Stored entries:
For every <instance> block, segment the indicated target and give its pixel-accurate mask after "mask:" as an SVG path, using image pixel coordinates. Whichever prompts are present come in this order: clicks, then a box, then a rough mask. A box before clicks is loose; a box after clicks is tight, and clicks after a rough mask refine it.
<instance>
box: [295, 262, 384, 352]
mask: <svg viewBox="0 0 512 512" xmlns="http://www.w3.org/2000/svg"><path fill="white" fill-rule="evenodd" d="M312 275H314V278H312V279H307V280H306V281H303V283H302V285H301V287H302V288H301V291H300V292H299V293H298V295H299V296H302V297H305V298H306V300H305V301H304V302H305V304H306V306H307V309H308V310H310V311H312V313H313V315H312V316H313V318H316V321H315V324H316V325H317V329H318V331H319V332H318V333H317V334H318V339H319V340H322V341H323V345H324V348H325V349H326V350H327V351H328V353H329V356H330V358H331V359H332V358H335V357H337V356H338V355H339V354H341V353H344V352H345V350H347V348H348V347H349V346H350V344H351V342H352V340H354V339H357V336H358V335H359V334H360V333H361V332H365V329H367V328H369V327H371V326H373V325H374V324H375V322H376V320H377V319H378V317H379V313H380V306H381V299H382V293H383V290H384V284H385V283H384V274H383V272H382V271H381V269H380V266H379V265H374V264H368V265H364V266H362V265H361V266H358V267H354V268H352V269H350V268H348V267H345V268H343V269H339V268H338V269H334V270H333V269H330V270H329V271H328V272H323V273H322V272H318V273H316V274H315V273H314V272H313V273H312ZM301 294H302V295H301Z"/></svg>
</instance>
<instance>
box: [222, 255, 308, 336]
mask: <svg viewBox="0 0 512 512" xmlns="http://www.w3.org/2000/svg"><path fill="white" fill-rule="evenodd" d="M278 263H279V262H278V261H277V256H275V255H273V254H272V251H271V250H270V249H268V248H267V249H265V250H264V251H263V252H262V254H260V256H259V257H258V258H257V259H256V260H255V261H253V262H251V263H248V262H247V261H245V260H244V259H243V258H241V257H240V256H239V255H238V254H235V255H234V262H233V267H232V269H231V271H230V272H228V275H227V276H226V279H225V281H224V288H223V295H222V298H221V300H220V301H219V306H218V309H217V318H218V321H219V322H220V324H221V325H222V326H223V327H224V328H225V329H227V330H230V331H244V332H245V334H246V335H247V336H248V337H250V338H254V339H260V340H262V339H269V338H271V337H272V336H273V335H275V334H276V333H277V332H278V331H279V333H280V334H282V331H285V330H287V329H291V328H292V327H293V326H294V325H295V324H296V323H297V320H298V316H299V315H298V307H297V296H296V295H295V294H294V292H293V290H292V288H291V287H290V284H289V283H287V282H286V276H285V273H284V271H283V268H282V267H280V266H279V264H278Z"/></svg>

■ Problem to solve: Go through the entries above and copy out every line that includes the word "instance".

■ Response:
For every <instance> block, segment the indicated target and give its pixel-accurate mask after "mask:" as an SVG path, using image pixel coordinates. Whichever prompts are present come in this order: clicks, then a box, then a rough mask. A box before clicks is loose; a box after clicks is tight, and clicks after a rough mask refine it.
<instance>
</instance>
<instance>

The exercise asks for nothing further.